(What the exercise asks): Return every line in the records below that contains the word "foreground".

________________

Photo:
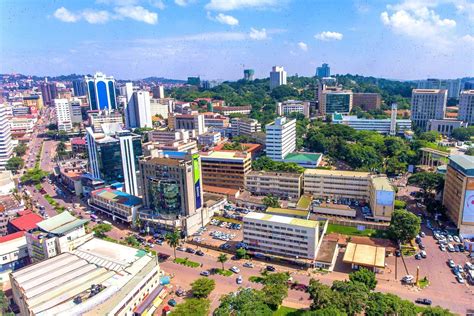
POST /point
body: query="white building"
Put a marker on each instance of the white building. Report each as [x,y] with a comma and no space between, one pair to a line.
[427,104]
[6,146]
[292,106]
[466,106]
[280,138]
[281,235]
[277,77]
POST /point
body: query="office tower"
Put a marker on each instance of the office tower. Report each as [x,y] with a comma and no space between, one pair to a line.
[458,196]
[172,185]
[6,146]
[49,92]
[323,71]
[277,77]
[335,100]
[79,87]
[248,74]
[158,92]
[281,138]
[113,155]
[101,92]
[137,110]
[427,104]
[466,106]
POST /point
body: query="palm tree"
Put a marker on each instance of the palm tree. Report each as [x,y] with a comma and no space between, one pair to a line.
[222,259]
[173,239]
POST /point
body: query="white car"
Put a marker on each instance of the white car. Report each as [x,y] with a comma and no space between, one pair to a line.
[235,269]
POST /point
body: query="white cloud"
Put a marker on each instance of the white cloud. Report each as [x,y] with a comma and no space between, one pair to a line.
[228,5]
[96,17]
[303,46]
[137,13]
[65,15]
[329,36]
[226,19]
[258,34]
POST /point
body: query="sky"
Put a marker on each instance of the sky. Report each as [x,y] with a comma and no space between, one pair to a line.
[217,39]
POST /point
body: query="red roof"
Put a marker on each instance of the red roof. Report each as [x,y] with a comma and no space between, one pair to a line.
[26,222]
[11,236]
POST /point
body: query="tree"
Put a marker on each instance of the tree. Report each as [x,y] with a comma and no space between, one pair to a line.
[404,225]
[101,229]
[192,306]
[222,259]
[364,276]
[14,164]
[271,201]
[202,287]
[173,240]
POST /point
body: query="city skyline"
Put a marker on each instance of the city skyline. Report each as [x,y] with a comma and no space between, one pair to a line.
[218,39]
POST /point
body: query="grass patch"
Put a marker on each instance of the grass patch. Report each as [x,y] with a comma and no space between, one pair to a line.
[186,262]
[223,272]
[353,231]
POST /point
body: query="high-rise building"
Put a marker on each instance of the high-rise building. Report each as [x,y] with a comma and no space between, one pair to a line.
[113,155]
[137,110]
[248,74]
[323,71]
[101,92]
[277,77]
[6,146]
[458,196]
[466,106]
[79,88]
[335,100]
[281,138]
[427,104]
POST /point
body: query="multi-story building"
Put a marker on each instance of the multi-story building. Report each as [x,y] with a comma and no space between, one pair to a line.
[458,194]
[6,145]
[281,235]
[367,101]
[323,71]
[379,125]
[335,100]
[244,127]
[281,184]
[281,138]
[466,106]
[172,192]
[101,92]
[225,169]
[293,106]
[277,77]
[113,155]
[427,104]
[137,110]
[118,205]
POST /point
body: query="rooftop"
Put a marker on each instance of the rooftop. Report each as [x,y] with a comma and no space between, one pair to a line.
[117,196]
[282,220]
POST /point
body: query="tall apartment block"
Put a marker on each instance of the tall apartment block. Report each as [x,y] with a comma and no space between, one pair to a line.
[277,77]
[458,196]
[101,92]
[427,104]
[281,138]
[466,106]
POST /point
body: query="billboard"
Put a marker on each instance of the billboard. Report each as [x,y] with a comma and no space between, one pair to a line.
[468,209]
[197,180]
[385,198]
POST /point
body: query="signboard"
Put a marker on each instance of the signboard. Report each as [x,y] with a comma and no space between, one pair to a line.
[468,210]
[197,180]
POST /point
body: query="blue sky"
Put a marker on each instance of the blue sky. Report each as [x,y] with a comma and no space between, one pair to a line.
[217,39]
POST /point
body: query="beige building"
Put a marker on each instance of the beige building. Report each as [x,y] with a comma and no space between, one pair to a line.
[225,169]
[458,196]
[281,184]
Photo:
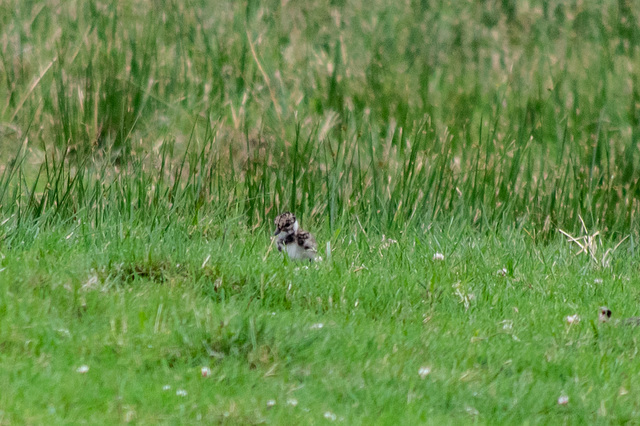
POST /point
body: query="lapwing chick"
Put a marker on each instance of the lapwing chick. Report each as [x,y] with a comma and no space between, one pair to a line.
[299,244]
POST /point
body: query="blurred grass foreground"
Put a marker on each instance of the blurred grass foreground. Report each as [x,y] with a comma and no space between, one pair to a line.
[394,113]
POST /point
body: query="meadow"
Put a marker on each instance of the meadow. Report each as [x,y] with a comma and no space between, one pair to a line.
[470,170]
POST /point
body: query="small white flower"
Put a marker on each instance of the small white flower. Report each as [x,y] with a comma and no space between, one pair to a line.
[330,416]
[424,372]
[471,411]
[571,319]
[82,369]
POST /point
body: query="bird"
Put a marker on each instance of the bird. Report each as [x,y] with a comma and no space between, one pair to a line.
[299,244]
[604,315]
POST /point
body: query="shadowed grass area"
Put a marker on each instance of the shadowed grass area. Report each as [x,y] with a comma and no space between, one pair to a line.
[147,147]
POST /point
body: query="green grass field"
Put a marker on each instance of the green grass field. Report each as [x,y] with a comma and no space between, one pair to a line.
[446,150]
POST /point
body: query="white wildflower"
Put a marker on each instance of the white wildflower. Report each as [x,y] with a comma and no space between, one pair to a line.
[330,416]
[424,372]
[82,369]
[571,319]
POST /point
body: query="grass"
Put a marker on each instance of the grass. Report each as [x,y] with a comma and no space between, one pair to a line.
[147,149]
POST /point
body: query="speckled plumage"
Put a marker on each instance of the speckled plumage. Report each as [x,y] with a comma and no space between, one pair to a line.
[299,244]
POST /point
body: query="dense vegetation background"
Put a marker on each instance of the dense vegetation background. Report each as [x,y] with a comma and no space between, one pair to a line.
[400,113]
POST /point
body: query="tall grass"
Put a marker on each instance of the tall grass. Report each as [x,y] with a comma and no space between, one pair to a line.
[391,115]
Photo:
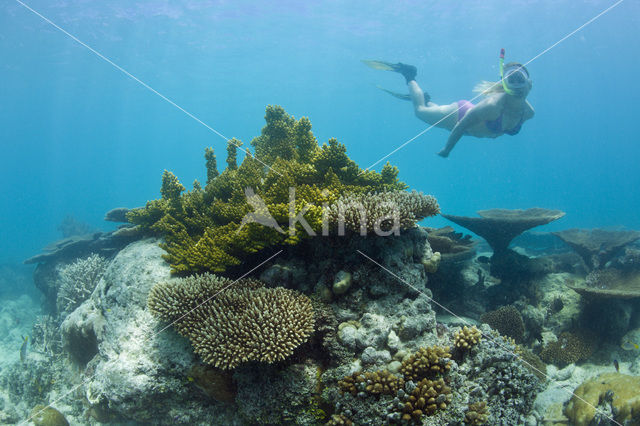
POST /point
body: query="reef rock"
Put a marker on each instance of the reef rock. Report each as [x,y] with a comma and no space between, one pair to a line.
[139,369]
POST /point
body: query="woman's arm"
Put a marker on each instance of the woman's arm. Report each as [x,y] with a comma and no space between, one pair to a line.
[485,110]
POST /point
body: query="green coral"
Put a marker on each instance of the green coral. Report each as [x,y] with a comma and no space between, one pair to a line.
[203,229]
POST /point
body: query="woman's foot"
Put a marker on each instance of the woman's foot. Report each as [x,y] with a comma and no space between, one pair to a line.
[409,72]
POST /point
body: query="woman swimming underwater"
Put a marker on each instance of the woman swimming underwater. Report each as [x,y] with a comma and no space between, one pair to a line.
[503,110]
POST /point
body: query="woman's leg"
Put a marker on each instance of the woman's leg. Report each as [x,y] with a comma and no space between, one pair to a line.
[443,116]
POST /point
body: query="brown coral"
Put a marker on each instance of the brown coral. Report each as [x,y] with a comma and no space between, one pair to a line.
[569,348]
[428,397]
[376,383]
[426,362]
[467,337]
[385,211]
[476,414]
[229,323]
[507,321]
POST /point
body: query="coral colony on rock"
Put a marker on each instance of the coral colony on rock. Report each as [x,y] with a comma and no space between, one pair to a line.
[359,316]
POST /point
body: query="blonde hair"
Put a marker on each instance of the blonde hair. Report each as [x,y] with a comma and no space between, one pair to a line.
[487,88]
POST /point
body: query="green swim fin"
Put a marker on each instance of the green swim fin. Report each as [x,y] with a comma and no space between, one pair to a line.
[403,96]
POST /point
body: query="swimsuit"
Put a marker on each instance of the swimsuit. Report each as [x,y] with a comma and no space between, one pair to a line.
[494,126]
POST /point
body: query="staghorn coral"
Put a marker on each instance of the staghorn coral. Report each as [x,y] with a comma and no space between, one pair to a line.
[213,228]
[569,348]
[477,414]
[229,323]
[467,337]
[426,362]
[507,321]
[375,383]
[382,212]
[428,397]
[77,281]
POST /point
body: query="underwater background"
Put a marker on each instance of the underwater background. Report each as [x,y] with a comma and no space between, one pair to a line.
[79,137]
[99,101]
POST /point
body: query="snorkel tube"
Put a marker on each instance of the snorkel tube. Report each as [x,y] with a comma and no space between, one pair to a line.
[504,84]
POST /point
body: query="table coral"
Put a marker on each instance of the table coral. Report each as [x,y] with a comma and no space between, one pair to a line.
[230,323]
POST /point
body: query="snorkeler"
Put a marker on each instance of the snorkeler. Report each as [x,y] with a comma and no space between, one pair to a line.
[503,110]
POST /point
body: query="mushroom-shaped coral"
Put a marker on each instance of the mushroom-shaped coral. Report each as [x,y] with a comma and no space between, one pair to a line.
[229,323]
[426,362]
[428,397]
[375,383]
[477,414]
[597,246]
[620,389]
[466,338]
[499,226]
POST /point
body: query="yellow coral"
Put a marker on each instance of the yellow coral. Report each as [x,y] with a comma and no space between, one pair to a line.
[426,362]
[626,399]
[202,227]
[467,337]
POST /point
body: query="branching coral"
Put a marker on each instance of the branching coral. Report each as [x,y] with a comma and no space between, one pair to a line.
[229,323]
[209,230]
[426,362]
[466,338]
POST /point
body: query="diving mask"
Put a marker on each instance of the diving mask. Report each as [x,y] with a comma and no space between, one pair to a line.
[514,76]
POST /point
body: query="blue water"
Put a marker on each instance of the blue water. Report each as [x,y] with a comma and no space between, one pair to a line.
[79,137]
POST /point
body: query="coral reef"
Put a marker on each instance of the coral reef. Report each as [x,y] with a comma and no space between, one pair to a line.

________________

(Task result):
body: query="blurred grass foreground"
Put a marker on each instance of the blurred grass foreground. Report each as [x,y] with a comma and no space between, one pair to a line.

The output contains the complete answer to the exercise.